Задание - Верните целиком приведённый ниже отрывок о Мясникове, не изменив в нём ни слова.

Отрывок -
Иду в баню, справа по ходу воинский мемориал. На обожжённых солнцем и морозами белых плитах не вдруг разберёшь десятки фамилий мужиков, призванных по Заручевскому сельсовету, так и оставшихся на войне. Ольховка, Чернецко, Сутоки, Михновичи, Глушино. Многие деревни тоже погибли в последней войне – битве города с деревней. На плитах нет фамилии Мясниковых, но не потому, что они не воевали. Отец Мясникова – Пётр Алексеевич, орденоносец – возвратившись домой, доживал трудовую жизнь на селе. Похоронен на сельском кладбище, мимо которого за день не раз враскачку пройдёт его непутёвый сын с нескладной судьбой. Сразу после училища – тюрьма, потом работа, работа, работа – жизнь, весь смысл и надежда которой – бутылка.

Мы – не по разу учёные – всё понимаем: и кто виноват, и что делать. Как построить страну, выйти из кризиса. А что делать с мясниковыми? Их ведь уже впору в Красную книгу заносить. И это мы, интеллигенция, в ответе за эту вымирающую, вырождающуюся породу деревенских простецов. Или это моё, тоже гнилое, интеллигентское рефлексирование?

Возвращаю тебе сына твоего

Мясников – это как бы сельский пролетариат. Ну, пьёт, потому что жизнь не задалась. «Вон новые русские, бизнесмены всякие жируют, а я тут прозябаю, несправедливо это. Как же тут не запьёшь?» – так он может рассуждать.

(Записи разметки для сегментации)
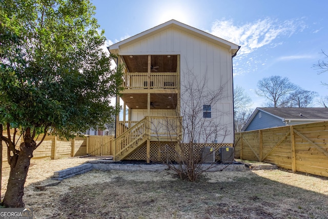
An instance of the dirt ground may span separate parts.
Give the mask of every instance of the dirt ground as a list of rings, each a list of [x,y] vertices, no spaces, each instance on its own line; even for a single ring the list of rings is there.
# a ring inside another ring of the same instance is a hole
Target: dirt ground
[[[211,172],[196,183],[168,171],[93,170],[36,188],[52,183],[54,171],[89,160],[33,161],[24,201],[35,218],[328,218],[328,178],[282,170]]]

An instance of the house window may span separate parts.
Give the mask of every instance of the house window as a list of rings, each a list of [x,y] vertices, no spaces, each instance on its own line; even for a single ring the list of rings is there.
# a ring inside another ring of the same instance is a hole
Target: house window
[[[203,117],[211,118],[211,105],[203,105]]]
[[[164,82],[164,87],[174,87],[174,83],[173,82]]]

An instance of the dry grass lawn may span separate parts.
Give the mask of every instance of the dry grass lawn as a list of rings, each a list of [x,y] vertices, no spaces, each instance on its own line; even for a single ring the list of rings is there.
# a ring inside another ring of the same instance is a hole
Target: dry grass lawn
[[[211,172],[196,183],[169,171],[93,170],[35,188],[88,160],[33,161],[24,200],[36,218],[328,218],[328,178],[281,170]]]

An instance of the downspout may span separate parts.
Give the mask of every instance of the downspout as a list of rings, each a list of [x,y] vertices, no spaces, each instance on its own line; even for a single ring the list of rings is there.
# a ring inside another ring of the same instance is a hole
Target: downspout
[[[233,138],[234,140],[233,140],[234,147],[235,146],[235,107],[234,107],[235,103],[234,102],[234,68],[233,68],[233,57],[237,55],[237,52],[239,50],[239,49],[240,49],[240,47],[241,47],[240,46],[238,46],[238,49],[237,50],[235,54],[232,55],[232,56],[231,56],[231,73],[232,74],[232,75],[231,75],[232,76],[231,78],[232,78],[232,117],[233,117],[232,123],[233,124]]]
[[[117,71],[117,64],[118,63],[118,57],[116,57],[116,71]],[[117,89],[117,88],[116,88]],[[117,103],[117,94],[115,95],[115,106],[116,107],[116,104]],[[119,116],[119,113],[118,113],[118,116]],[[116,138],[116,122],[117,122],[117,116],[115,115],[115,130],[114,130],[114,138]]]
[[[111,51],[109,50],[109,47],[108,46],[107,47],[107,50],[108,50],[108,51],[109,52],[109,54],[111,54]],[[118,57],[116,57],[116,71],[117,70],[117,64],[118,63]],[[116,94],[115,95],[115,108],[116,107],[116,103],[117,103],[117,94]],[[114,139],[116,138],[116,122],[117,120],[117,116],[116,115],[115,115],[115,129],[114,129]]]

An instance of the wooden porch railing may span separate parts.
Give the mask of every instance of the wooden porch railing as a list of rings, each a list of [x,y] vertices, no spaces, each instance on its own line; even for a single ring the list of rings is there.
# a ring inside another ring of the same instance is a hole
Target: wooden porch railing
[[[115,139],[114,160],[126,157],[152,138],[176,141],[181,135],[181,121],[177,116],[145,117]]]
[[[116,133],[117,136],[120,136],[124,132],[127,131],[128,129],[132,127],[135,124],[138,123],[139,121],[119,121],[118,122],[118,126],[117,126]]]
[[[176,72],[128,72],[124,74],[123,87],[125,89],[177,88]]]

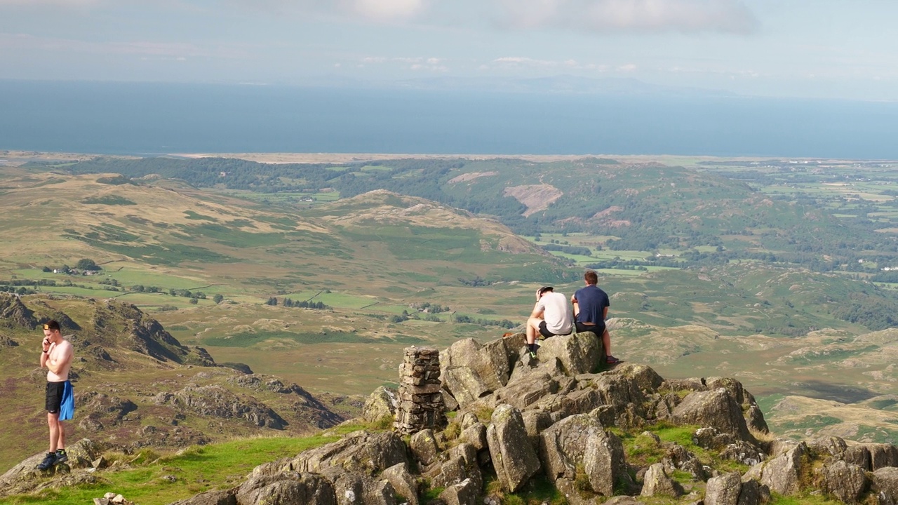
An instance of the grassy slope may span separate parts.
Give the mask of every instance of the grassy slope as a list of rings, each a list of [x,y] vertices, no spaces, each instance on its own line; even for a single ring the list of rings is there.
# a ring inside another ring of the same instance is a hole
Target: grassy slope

Ответ -
Иду в баню, справа по ходу воинский мемориал. На обожжённых солнцем и морозами белых плитах не вдруг разберёшь десятки фамилий мужиков, призванных по Заручевскому сельсовету, так и оставшихся на войне. Ольховка, Чернецко, Сутоки, Михновичи, Глушино. Многие деревни тоже погибли в последней войне – битве города с деревней. На плитах нет фамилии Мясниковых, но не потому, что они не воевали. Отец Мясникова – Пётр Алексеевич, орденоносец – возвратившись домой, доживал трудовую жизнь на селе. Похоронен на сельском кладбище, мимо которого за день не раз враскачку пройдёт его непутёвый сын с нескладной судьбой. Сразу после училища – тюрьма, потом работа, работа, работа – жизнь, весь смысл и надежда которой – бутылка.

Мы – не по разу учёные – всё понимаем: и кто виноват, и что делать. Как построить страну, выйти из кризиса. А что делать с мясниковыми? Их ведь уже впору в Красную книгу заносить. И это мы, интеллигенция, в ответе за эту вымирающую, вырождающуюся породу деревенских простецов. Или это моё, тоже гнилое, интеллигентское рефлексирование?

Возвращаю тебе сына твоего

Мясников – это как бы сельский пролетариат. Ну, пьёт, потому что жизнь не задалась. «Вон новые русские, бизнесмены всякие жируют, а я тут прозябаю, несправедливо это. Как же тут не запьёшь?» – так он может рассуждать.